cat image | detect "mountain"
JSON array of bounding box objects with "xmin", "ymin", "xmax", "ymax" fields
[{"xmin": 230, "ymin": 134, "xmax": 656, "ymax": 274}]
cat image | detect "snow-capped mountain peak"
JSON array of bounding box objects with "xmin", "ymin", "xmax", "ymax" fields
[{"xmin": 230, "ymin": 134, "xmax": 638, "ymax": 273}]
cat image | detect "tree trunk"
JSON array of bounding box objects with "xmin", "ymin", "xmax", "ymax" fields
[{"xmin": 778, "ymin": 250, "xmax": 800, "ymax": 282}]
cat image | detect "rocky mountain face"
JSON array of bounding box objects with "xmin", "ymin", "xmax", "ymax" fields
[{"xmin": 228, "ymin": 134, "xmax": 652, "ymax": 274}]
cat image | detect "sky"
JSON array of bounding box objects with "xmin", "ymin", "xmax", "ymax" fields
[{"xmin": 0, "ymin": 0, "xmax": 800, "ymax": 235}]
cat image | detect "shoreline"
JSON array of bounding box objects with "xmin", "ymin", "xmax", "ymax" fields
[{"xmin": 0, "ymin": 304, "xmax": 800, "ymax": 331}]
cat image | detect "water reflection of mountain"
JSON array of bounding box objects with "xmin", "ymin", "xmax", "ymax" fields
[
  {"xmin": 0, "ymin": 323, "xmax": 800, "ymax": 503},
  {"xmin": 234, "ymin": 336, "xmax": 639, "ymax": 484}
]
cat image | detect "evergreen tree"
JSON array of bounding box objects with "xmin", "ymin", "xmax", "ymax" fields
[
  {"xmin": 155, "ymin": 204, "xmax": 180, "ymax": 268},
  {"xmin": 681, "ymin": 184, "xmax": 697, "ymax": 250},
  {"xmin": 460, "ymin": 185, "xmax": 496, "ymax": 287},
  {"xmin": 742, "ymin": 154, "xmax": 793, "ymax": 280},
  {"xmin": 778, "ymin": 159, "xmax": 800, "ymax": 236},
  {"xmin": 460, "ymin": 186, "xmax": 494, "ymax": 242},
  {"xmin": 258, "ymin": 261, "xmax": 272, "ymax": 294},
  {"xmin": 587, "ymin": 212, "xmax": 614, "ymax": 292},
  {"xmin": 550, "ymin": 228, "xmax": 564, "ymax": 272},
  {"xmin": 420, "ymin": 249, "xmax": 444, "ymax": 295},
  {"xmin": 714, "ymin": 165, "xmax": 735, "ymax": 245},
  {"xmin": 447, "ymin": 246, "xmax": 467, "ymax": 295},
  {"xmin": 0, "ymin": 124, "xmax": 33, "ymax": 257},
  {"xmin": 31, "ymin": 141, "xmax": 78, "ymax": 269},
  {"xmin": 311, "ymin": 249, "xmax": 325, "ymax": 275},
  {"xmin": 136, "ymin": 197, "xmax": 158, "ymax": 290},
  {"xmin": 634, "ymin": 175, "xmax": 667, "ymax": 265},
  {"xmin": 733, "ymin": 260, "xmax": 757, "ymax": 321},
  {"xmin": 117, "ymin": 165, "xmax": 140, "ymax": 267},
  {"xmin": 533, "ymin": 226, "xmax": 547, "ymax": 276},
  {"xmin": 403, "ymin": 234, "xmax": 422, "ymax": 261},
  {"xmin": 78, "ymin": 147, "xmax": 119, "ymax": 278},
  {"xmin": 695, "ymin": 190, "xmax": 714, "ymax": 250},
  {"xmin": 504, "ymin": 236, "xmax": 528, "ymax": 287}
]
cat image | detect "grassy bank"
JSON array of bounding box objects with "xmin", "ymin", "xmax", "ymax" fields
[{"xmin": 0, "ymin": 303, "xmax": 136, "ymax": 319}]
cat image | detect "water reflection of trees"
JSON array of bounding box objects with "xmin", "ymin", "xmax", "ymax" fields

-.-.-

• _EXERCISE DETAILS_:
Locate every line in the data above that contains the string "mountain", and copy each such line in full.

• _THE COMPLETED TASK_:
cat image | detect "mountain"
cat image | detect "snow-capped mountain peak"
cat image | detect "rocky mountain face"
cat image | detect "water reflection of mountain"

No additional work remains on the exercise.